(SHORT PROBLEM 1):
Output the rows as a Markdown table with the columns Line and Content. Begin at the row line that has "Study the picture above. For each instance of the caddie" and continue through the last line of the rows, numbering each line, omitting blank lines, and leaving out the pictures.

--- START SOURCE ---

I credit favorite writers and public opinion makers.

A lifelong Democrat, my comments on Congress, the judiciary and the presidency are regular features.

My observations and commentary are on people and events in politics that affect the USA or the rest of the world, and stand for the interests of peace, security and justice.


Tuesday, February 21, 2006

A Neocon evolves


Following the news - All of us have our political issues to follow. We have our regular keywords and our habitual search terms.

"neocon" is one of mine. I think I need to keep up with the latest news about this bunch, who are so responsible for many of our current national problems.

I am always hoping for good news. Something or someone has changed. And I think I have, indeed, found some items that give me hope that these people can change.

As I said, I will almost always click on the word "neocon". That automatic click happened last night as I visited one of my favorite new bloggers at her site, mahablog.

Minds change - She posted some fascinating thoughts about the current progress of Johns Hopkins Professor Francis Fukuyama's evolution as a leading author and Neoconservative thinker. Fukuayama is currently serving on the faculty of the prestigious Paul H. Nitze School of Advanced International Studies in Washington, D.C. To quote maha,
Some years ago I read the original “The End of History?” article that Francis Fukuyama wrote in 1989, and out of which grew a book by the same name. This essay persuaded me that, just as youth is wasted on the young, graduate school is wasted on the stupid. I expressed more dismay at Fukuyama and explained why I think he’s an idiot here. . . Anyway, Fukuyama wrote a long essay for yesterday's New York Times Sunday magazine called "After Neoconservatism.". . . . I see neoconservatism as proactive isolationism. Foreigners scare us, so we'll make them be more like us so they're not so scary.

--- END SOURCE ---
--- START EXTRACTED ENTRIES ---

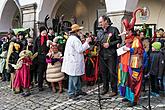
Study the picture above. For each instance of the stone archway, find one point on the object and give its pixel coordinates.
(83, 10)
(10, 16)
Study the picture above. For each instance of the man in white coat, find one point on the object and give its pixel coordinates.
(73, 62)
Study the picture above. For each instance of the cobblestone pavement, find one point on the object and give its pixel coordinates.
(46, 100)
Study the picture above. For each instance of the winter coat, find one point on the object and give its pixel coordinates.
(73, 61)
(103, 36)
(53, 72)
(2, 60)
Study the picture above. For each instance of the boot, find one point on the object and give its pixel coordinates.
(60, 86)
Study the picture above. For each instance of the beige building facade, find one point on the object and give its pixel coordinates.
(31, 13)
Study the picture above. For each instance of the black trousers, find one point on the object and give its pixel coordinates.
(154, 83)
(41, 69)
(107, 68)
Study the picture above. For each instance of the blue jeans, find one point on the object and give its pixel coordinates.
(74, 85)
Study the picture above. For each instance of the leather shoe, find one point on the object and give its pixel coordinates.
(112, 94)
(104, 92)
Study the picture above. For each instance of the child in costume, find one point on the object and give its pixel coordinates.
(3, 62)
(22, 75)
(53, 72)
(157, 62)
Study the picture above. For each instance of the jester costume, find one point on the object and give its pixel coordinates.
(91, 67)
(130, 72)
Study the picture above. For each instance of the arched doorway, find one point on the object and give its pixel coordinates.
(83, 10)
(10, 16)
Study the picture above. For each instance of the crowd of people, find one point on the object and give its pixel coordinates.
(27, 61)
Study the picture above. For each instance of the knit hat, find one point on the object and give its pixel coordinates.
(42, 28)
(156, 45)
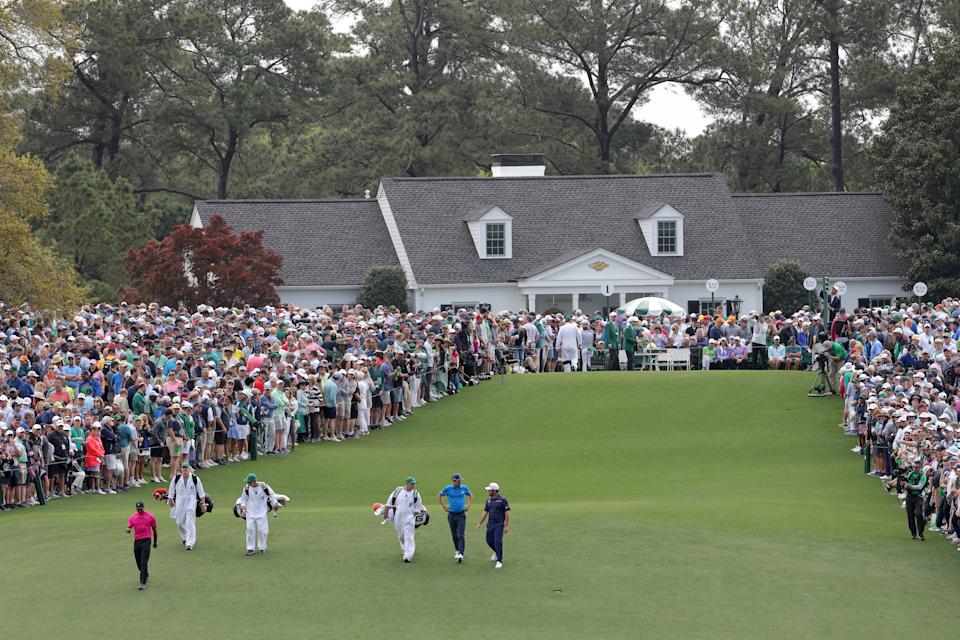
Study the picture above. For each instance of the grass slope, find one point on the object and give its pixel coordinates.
(675, 505)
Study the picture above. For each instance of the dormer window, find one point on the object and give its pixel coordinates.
(492, 231)
(662, 229)
(666, 236)
(496, 240)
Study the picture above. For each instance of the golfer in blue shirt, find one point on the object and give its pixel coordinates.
(459, 500)
(497, 514)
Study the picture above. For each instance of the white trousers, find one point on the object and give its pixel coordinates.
(188, 528)
(257, 528)
(405, 533)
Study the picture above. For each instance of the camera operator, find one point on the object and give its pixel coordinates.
(836, 355)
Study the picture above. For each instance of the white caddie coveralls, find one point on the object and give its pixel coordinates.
(568, 344)
(185, 492)
(258, 501)
(402, 506)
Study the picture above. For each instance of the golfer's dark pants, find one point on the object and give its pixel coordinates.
(141, 552)
(915, 515)
(613, 360)
(495, 539)
(458, 523)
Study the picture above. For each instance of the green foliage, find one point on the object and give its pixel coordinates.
(783, 286)
(93, 222)
(918, 166)
(384, 285)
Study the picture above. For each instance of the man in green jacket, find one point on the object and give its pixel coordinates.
(612, 337)
(630, 332)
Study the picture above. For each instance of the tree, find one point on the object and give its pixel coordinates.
(30, 272)
(211, 265)
(783, 286)
(94, 221)
(237, 66)
(384, 285)
(106, 100)
(621, 48)
(917, 159)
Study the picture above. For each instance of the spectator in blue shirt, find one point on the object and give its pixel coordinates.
(459, 500)
(776, 353)
(497, 514)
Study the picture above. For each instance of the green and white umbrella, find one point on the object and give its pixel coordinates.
(641, 307)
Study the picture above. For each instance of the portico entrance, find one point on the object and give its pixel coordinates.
(575, 282)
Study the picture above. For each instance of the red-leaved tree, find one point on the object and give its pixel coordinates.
(212, 265)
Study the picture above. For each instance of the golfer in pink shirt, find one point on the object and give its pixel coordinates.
(142, 523)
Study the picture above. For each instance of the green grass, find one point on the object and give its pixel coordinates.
(725, 505)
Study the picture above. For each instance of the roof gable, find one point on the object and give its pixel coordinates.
(553, 216)
(322, 242)
(597, 263)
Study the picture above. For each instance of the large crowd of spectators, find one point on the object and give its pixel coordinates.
(115, 395)
(898, 372)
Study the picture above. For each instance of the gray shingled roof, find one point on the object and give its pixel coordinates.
(323, 242)
(838, 234)
(554, 216)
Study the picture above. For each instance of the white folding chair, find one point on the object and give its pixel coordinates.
(680, 358)
(663, 361)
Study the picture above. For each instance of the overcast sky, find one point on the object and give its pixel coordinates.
(668, 107)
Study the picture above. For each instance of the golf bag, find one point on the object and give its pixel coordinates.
(75, 476)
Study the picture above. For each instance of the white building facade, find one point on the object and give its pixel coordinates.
(523, 240)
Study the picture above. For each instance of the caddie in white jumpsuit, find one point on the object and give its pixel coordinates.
(402, 506)
(568, 344)
(256, 501)
(182, 496)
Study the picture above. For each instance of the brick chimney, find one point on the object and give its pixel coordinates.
(518, 165)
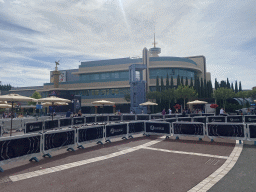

--- END EXTRACTED ENTRIES ---

(SHORT PROBLEM 2):
According to the blog post, on which school's faculty is Francis Fukuyama currently serving?

(WRITTEN SOLUTION 1):
| Line | Content |
|---|---|
| 1 | Study the picture above. For each instance of the caddie in white jumpsuit, find one point on the object and give its pixel coordinates. |
| 2 | (402, 506) |
| 3 | (568, 344) |
| 4 | (256, 501) |
| 5 | (182, 496) |
| 6 | Study the picture above. For each instance of the brick chimney, find one point on the object and give its pixel coordinates. |
| 7 | (518, 165) |

(WRITTEN SOLUTION 2):
The Paul H. Nitze School of Advanced International Studies in Washington, D.C.